**TASK STATEMENT:**
Give a bare count of the lines with "young" in the material below.
╭─ INPUT DATA
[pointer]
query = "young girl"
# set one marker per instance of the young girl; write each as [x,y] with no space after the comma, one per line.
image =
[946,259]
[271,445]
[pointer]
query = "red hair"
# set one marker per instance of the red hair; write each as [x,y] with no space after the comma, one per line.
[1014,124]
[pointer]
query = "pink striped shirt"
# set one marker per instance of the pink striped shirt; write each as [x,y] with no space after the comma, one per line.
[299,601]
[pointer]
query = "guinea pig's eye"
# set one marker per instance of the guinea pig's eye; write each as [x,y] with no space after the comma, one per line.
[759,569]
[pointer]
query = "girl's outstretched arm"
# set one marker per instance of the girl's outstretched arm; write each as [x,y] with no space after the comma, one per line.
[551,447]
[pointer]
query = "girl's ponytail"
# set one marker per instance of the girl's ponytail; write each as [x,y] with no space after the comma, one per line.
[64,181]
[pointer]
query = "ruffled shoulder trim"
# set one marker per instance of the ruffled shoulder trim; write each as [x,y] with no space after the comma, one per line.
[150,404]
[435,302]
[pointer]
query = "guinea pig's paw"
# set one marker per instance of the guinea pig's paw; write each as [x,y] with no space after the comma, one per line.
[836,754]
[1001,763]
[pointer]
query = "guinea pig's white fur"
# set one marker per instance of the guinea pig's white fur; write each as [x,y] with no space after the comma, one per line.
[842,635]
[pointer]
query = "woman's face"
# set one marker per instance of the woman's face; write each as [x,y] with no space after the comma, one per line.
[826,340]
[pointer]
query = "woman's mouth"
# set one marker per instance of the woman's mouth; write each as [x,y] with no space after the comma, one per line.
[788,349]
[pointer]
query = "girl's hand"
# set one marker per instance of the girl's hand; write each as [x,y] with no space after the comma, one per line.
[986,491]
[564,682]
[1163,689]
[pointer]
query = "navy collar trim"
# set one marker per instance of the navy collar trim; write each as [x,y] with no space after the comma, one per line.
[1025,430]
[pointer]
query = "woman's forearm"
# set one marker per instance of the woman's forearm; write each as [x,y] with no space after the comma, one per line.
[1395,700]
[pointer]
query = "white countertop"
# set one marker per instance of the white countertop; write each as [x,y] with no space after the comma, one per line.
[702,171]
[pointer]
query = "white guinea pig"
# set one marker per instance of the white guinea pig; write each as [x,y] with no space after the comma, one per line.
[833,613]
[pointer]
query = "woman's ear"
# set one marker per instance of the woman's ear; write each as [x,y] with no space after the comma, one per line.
╰─
**TASK SOLUTION:**
2